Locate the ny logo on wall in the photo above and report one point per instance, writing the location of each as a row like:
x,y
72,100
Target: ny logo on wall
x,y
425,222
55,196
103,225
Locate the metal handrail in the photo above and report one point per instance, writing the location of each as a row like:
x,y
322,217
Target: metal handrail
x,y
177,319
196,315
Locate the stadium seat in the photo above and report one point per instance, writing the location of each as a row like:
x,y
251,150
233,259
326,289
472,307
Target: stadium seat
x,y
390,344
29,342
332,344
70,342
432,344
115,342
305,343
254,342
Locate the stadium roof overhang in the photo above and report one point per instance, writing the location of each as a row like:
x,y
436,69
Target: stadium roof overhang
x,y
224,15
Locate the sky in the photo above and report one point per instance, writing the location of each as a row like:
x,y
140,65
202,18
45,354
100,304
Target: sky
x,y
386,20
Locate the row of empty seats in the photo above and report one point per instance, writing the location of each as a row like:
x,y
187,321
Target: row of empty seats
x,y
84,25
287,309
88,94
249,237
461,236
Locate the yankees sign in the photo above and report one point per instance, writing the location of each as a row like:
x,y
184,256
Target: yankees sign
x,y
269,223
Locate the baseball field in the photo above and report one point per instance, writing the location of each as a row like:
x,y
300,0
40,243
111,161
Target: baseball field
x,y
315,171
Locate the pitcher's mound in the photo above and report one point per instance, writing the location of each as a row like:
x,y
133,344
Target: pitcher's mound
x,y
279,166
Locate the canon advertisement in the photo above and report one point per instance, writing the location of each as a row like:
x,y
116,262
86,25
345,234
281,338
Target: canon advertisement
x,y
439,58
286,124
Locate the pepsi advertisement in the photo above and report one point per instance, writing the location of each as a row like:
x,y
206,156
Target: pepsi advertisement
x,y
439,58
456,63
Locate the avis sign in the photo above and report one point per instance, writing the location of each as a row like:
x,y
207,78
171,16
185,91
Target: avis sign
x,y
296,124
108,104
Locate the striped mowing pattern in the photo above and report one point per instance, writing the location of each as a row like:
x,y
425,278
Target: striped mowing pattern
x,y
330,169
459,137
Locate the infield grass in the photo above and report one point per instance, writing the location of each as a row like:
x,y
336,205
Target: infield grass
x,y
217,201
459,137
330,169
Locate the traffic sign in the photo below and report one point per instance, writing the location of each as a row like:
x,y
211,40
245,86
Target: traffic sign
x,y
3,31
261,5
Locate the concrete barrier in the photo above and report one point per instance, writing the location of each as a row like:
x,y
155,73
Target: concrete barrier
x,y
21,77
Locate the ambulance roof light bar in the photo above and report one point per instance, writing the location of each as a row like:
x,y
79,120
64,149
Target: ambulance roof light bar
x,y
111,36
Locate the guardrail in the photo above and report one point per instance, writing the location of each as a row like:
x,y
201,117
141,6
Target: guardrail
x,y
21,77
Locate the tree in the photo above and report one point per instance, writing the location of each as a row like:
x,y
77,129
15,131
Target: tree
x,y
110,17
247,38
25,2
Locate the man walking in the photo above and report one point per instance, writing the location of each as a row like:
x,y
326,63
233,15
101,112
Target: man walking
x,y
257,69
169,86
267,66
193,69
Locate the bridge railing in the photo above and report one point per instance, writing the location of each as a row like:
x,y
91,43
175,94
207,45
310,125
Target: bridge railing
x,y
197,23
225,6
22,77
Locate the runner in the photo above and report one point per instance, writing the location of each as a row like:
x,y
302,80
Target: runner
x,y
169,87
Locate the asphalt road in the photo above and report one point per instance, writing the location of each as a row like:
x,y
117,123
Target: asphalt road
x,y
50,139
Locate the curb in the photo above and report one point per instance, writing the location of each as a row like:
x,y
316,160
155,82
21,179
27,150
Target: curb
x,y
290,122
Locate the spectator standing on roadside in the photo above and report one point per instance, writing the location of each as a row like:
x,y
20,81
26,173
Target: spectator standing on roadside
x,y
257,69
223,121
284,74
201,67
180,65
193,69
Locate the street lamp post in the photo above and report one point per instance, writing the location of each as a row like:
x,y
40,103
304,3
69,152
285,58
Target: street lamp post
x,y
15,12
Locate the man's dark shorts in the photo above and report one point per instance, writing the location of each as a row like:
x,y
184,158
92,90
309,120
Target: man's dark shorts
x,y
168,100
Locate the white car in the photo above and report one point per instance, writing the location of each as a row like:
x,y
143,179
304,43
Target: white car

----

_Work required_
Scan the data for the string "white" and copy each line in which it occurs.

_Expected answer_
Locate the white car in the photo above and report one point per instance, writing the location of each as a row like:
Target: white car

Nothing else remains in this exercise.